Data:
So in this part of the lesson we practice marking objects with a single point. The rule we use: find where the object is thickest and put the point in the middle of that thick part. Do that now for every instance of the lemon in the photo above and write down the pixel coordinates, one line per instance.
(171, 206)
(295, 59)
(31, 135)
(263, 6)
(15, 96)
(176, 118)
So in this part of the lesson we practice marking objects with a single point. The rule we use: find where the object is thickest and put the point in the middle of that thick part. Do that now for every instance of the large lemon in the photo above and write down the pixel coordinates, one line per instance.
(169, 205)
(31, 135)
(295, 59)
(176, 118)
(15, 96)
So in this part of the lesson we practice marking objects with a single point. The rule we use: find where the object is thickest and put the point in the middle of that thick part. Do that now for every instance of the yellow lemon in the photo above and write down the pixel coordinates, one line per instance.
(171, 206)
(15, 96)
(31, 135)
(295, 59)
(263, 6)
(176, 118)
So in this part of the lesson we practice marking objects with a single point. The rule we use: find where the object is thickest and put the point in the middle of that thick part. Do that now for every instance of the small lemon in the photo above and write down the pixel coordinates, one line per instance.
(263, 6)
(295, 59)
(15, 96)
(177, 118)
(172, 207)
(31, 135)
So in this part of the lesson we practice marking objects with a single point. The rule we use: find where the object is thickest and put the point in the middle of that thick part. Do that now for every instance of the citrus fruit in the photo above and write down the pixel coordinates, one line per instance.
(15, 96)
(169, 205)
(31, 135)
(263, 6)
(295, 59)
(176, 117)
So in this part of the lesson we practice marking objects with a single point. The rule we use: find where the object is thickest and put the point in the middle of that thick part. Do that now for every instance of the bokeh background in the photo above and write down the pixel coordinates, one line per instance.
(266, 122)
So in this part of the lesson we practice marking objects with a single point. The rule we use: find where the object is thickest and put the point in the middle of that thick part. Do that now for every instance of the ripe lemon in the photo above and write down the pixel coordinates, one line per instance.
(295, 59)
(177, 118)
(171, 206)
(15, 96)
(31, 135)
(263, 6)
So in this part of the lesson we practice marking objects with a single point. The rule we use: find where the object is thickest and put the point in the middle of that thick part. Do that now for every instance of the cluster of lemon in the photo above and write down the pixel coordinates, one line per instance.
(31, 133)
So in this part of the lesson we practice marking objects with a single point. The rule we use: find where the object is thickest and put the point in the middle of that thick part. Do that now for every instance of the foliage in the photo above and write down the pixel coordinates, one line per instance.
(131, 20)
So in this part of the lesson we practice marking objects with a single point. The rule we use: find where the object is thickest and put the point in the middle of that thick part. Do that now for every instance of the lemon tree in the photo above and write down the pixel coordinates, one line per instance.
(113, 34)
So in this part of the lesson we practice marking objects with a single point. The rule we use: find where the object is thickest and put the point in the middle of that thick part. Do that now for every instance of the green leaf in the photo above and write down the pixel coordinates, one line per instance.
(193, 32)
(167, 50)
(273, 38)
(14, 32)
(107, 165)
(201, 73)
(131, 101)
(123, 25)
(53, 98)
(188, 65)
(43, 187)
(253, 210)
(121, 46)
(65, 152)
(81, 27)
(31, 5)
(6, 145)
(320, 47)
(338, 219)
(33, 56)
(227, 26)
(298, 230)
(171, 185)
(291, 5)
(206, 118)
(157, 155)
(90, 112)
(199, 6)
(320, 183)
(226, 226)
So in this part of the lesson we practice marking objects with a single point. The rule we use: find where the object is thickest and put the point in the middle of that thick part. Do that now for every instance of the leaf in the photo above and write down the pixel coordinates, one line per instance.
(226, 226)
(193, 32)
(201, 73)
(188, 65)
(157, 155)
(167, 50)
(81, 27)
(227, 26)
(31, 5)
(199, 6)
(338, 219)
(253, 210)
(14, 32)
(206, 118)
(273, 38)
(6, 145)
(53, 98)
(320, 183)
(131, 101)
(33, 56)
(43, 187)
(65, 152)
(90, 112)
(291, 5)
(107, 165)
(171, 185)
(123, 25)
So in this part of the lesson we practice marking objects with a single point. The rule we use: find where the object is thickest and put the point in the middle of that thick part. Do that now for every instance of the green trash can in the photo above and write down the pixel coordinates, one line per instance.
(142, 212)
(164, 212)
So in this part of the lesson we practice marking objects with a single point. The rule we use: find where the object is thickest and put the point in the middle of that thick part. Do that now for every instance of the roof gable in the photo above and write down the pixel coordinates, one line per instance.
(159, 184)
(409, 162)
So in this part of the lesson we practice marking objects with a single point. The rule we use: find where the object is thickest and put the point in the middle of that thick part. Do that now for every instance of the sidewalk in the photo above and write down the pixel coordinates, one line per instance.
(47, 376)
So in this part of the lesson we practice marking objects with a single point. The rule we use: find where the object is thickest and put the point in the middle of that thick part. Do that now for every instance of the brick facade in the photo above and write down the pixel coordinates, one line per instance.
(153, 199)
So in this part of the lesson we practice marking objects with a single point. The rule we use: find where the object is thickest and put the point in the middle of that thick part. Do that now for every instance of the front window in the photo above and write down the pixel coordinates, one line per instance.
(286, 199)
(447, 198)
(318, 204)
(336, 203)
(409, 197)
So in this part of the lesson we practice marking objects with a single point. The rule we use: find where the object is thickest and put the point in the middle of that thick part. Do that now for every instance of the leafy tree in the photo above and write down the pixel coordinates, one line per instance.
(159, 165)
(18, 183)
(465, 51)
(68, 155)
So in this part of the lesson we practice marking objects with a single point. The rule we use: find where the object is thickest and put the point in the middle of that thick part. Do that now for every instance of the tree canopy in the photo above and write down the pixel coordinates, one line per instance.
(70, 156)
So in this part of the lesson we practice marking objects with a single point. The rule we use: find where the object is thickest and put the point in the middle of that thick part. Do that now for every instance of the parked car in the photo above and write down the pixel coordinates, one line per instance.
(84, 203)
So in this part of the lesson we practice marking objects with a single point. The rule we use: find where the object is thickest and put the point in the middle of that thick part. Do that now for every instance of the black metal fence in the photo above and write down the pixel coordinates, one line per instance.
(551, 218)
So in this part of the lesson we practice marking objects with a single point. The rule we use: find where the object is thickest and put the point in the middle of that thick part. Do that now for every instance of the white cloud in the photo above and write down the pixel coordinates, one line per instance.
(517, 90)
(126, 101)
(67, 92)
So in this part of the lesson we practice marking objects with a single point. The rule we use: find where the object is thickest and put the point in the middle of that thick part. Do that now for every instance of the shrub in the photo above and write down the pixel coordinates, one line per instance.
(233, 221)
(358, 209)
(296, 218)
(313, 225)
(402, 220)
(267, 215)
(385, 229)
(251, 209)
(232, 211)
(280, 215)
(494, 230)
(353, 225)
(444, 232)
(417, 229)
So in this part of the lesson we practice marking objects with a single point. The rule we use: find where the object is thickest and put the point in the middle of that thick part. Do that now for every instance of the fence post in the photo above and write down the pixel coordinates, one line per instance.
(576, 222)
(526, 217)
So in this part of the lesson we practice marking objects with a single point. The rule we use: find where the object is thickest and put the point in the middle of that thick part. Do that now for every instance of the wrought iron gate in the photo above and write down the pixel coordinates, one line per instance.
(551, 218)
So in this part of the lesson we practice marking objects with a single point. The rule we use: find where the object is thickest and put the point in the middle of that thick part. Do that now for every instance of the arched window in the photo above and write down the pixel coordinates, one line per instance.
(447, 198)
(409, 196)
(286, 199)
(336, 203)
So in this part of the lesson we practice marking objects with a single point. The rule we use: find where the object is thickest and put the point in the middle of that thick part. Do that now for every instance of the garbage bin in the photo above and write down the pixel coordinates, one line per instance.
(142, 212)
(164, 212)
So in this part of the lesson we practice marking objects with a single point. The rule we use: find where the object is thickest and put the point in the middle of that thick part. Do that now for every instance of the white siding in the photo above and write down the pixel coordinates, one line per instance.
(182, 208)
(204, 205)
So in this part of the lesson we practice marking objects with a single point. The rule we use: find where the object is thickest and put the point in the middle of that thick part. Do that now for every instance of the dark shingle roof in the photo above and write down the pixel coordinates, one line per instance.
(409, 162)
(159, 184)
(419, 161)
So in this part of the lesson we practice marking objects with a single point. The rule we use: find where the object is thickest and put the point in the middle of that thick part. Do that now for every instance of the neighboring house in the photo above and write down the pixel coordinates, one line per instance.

Task requirements:
Only the final stretch of the entries above is needed: print exactly the lines from the line containing "of the dark" through the last one.

Solution for this task:
So in this part of the lesson we practice marking objects with a single point. The rule we use: find where the object is thickest and put the point in the middle of that thick part. Do that now for every instance of the dark shingle roof in the photo above and write down the pixel coordinates, one line per instance.
(409, 162)
(159, 184)
(419, 161)
So in this part of the lesson we practice marking objects with a single point. The rule we use: find where the object is thickest and put the point in the middle of that thick part. Do that now for every instance of the neighboring house in the photo above and write down the pixel coordinates, one line per instance.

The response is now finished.